⟨

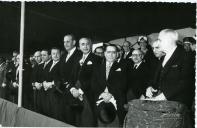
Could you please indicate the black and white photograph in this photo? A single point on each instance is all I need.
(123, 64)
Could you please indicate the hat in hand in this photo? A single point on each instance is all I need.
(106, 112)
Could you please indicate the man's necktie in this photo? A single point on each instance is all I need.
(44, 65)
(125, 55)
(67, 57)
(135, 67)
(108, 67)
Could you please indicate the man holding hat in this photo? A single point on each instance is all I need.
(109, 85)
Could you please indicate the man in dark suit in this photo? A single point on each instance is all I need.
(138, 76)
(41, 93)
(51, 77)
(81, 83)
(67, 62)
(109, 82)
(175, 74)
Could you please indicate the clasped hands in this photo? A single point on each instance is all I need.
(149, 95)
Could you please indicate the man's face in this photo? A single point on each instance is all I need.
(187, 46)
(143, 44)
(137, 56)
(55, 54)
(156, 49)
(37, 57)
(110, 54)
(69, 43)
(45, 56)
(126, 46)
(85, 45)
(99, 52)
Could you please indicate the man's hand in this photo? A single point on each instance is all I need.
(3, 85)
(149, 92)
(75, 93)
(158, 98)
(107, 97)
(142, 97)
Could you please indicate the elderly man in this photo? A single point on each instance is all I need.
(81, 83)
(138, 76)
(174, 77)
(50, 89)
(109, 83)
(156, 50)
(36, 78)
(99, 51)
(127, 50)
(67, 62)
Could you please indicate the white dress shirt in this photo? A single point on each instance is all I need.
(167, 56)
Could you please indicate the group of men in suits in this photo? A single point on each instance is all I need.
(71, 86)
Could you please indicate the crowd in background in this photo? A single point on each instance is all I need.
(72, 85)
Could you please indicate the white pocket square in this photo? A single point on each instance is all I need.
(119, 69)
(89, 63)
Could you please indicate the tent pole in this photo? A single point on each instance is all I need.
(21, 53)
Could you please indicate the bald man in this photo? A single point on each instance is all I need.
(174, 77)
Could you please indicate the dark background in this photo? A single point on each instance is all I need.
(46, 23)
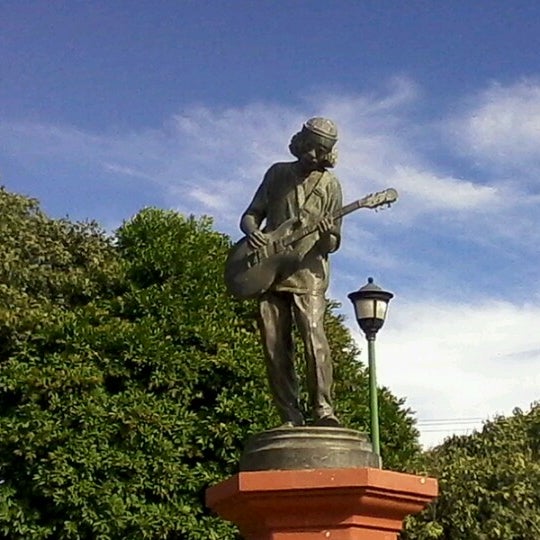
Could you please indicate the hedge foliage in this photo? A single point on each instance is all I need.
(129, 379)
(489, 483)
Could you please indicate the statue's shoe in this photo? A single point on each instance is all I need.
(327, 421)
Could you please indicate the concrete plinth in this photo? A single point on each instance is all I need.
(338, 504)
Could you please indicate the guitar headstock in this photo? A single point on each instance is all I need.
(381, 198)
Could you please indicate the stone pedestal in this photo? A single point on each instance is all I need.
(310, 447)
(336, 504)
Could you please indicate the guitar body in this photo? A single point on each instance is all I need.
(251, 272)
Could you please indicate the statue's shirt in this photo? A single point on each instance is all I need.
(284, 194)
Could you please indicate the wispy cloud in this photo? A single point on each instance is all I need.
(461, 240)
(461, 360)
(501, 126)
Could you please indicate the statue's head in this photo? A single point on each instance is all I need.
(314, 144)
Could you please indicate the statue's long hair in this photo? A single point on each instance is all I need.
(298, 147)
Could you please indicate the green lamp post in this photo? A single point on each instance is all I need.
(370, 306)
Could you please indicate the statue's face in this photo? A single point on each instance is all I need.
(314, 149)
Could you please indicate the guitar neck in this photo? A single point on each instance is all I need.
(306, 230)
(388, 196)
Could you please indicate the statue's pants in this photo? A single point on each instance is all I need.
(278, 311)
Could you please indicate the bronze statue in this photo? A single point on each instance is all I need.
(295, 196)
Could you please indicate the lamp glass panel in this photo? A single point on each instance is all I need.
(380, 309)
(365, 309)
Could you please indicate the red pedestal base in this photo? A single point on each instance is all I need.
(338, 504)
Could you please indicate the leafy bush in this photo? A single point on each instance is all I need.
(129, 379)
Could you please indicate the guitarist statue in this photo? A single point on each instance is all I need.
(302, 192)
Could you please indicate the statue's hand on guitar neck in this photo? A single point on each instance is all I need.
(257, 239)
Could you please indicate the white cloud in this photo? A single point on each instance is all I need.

⟩

■ **STATED PROBLEM**
Transcribe all the data word for word; the images stay out.

■ **RESPONSE**
Could you please indicate the black and white photograph in this photo? A single point on each instance is all I need.
(123, 64)
Could you please indicate the hat in hand in this photo? A single point on each instance is all I need.
(106, 112)
Could you please indicate the man's necktie in this photo? A single point on each instance is all I need.
(44, 65)
(125, 55)
(67, 57)
(135, 67)
(108, 67)
Could you please indicate the man holding hat in this photo? A single point on each instance is all I need.
(109, 85)
Could you please indicate the man in dark suit in this photo? A single point on each instance is all I need.
(138, 76)
(41, 93)
(51, 77)
(81, 83)
(67, 62)
(109, 82)
(175, 74)
Could you please indicate the clasped hands in this photo? A single point on each instance is all I need.
(149, 95)
Could you please indicate the man's face in this photo? A single point on each instance is all I need.
(187, 46)
(143, 44)
(137, 56)
(55, 54)
(156, 49)
(37, 57)
(110, 54)
(69, 43)
(45, 56)
(126, 46)
(85, 45)
(99, 52)
Could you please indicate the man's hand in this photo? A single point on each instance is all I need.
(3, 85)
(149, 92)
(75, 93)
(158, 98)
(107, 97)
(142, 97)
Could you please indicate the elderly man in this photo? A single point on each instance is all I need.
(81, 83)
(138, 76)
(174, 77)
(50, 89)
(109, 83)
(156, 50)
(36, 78)
(99, 51)
(127, 50)
(67, 62)
Could you please indicate the white dress shirt in this photo? A single point on each instance is all I need.
(167, 56)
Could you please indicate the group of men in suits in this photo? A single point on each instance is all I need.
(71, 86)
Could you please indicate the crowd in background in this photo? A single point on each instance is all I need.
(72, 85)
Could you please indicate the white pocket square in this photo? A single point on each instance is all I need.
(119, 69)
(89, 63)
Could you please indicate the tent pole in this photo? A single point on each instance is all I need.
(21, 53)
Could you please indicate the bald man in this photo? A single point on each instance is all I need.
(174, 77)
Could you please indicate the dark background in this photo? A single point on each instance is all I need.
(46, 23)
Could you please indicate the hedge foliage in this photo? A single point on each instance is all I need.
(129, 379)
(489, 483)
Could you please indicate the statue's shoe in this photo? A single point on each instance is all I need.
(327, 421)
Could you please indicate the concrete plinth in this photo? A single point on each instance is all I need.
(338, 504)
Could you please indicate the guitar headstock in this photo? A single point on each instance is all I need.
(381, 198)
Could you please indicate the stone pedestal in this photo? A single point on each instance is all I need.
(310, 447)
(336, 504)
Could you please indicate the guitar body in this photo? A single point on each instance is all I need.
(251, 272)
Could you please indicate the statue's shirt in this photo? A single point on each instance is all I need.
(284, 194)
Could you please indicate the wispy cloud in this photo? A single point on each instance is all I need.
(461, 240)
(461, 360)
(501, 126)
Could you please indicate the statue's head in this photo? A single point on each instance is all I need.
(314, 144)
Could you please indicate the statue's long hair in this photo? A single point on each instance is all I need.
(298, 147)
Could you please indicate the green lamp post in this photo? A single point on each instance is all I need.
(370, 306)
Could you please indicate the statue's face in this photo? A single point on each instance is all I need.
(314, 149)
Could you please indicate the guitar neck in this photo? A single point on each instance is all I need.
(306, 230)
(388, 196)
Could you please indicate the statue's pants in this photo? A single point on each instance is all I need.
(278, 311)
Could you please indicate the bronze statue in this photo? A single point on each instance is all I need.
(295, 196)
Could you please indicate the lamp glass panel in this photo? A single point on each instance is all I need.
(380, 309)
(365, 309)
Could you please indicate the red pedestal base in this photo? A single point on each instance is all I need.
(338, 504)
Could you please indicate the leafy bush in this photo? A single point on each instance is all I need.
(129, 379)
Could you please indicate the guitarist statue in this photo? A single point on each instance is all I need.
(302, 192)
Could you please indicate the statue's hand on guitar neck in this photo? A single point on each instance is all I need.
(257, 239)
Could you please indicate the white cloud in this photo? A single point on each instance is all I need.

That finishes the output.